- [Text segment]
Medical students are turning from the two-dimensional pages of their textbooks to the three-dimensional world of hand-held models. That’s because 3-D printing is changing the way doctors learn complex procedures, a development which could make medicine more personalized.
Clifford Yang held in his hands a small clear model inside his office in Farmington. It’s hollow and delicate. A life-sized replica of some blood vessels, modeled after images from an actual patient.
Yang, an associate professor and cardiovascular radiologist at UConn, said 3-D printing is poised to change how doctors prep for surgery.
“We’re trying to take patients that have actual specific diseases - like aneurysms or tumors in the brain,” Yang said. “If we take their images, print a model for the surgeon, before they have their operation. Then the surgeon has a practice pattern to work with before they’re actually in the operating theater.”
Charan Singh, a doctor at UConn, said the model Yang held is used to teach students how to insert catheters into arteries for things like stroke treatment.
“It’s better that the students learn this on an outside model than on an actual patient,” he said.
“That was our idea,” Yang said. “That with this model - it would shorten the learning curve.”
Yang said as the cost for 3-D printing goes down, he expects more and more doctors to use the tool as a way to make medicine more patient-centered.

- [Required action] Please reproduce the article on 3-D printed models in medical training in full, word for word.

- [Supplied entries]
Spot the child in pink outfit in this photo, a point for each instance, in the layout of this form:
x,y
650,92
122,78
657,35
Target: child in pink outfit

- [Completed task]
Medical students are turning from the two-dimensional pages of their textbooks to the three-dimensional world of hand-held models. That’s because 3-D printing is changing the way doctors learn complex procedures, a development which could make medicine more personalized.
Clifford Yang held in his hands a small clear model inside his office in Farmington. It’s hollow and delicate. A life-sized replica of some blood vessels, modeled after images from an actual patient.
Yang, an associate professor and cardiovascular radiologist at UConn, said 3-D printing is poised to change how doctors prep for surgery.
“We’re trying to take patients that have actual specific diseases - like aneurysms or tumors in the brain,” Yang said. “If we take their images, print a model for the surgeon, before they have their operation. Then the surgeon has a practice pattern to work with before they’re actually in the operating theater.”
Charan Singh, a doctor at UConn, said the model Yang held is used to teach students how to insert catheters into arteries for things like stroke treatment.
“It’s better that the students learn this on an outside model than on an actual patient,” he said.
“That was our idea,” Yang said. “That with this model - it would shorten the learning curve.”
Yang said as the cost for 3-D printing goes down, he expects more and more doctors to use the tool as a way to make medicine more patient-centered.